Selected extract:
————
45. Realization of the Value of the Body According to the Plan of the Creator
In his General Audience of 22 October 1980, the Holy Father clarified the meaning of lust, in his catechesis on Theology of the Body. Christ warned against lusting after a woman, not to condemn the body as evil (Manichaeism), but to condemn the devaluation of the body in its nuptial meaning, i.e., the manifestation of communion in spirit.

46. Power of Redeeming Completes Power of Creating
In his General Audience of 29 October 1980, the Holy Father continued his catechesis on "adultery in the heart" by examining the three forms of lust ("of the flesh," "of the eyes," and the "pride of life") spoken of by St. John (1 Jn 2:15-16), in relation to the skewed pictures of man presented by Freud, Marx and Nietzsche. The truth of his humanity, the ability to love, is deeper than the three lusts.
————
Required task 1:
Revise the entries from the line containing "Reviewer note: check that every instance of the dog's ear" through the end of the entries, changing "dog's ear" to "dog's right ear" and leaving everything else unchanged.
The text and the entries that follow it are separate material.
————
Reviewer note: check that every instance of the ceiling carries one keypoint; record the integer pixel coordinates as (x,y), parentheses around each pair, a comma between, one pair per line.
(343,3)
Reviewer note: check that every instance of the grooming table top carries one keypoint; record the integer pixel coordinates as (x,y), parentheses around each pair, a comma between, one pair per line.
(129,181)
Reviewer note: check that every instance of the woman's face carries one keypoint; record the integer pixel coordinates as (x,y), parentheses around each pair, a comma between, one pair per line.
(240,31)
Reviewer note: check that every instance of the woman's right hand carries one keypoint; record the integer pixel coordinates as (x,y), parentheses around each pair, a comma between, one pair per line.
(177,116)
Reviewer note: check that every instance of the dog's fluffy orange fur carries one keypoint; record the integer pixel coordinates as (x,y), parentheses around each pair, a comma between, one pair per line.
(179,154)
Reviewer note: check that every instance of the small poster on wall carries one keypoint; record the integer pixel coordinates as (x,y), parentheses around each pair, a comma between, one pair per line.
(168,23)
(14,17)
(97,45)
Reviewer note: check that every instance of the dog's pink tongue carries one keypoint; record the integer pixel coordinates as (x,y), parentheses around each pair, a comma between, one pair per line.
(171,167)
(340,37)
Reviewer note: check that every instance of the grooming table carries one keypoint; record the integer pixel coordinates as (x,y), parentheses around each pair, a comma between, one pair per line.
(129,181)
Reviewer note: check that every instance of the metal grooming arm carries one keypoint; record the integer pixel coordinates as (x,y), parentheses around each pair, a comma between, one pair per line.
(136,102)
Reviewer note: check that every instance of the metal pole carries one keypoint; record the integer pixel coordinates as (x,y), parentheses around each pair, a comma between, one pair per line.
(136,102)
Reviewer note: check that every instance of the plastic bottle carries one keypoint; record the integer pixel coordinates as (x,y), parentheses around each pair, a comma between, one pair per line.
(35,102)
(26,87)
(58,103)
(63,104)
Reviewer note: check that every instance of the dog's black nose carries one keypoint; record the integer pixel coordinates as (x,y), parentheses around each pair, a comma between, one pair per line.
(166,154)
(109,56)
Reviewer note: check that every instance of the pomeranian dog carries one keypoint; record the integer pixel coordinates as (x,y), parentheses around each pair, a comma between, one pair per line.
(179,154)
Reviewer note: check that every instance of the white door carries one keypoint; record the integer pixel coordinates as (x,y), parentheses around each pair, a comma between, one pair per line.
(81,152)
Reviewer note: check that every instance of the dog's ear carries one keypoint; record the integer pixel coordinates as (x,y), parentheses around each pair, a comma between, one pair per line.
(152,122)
————
Required task 2:
According to the Theology of the Body summary, on what date did the General Audience that examined the three forms of lust take place?

Task result 1:
Reviewer note: check that every instance of the dog's right ear carries one keypoint; record the integer pixel coordinates as (x,y), parentheses around each pair, a comma between, one pair per line.
(152,122)

Task result 2:
29 October 1980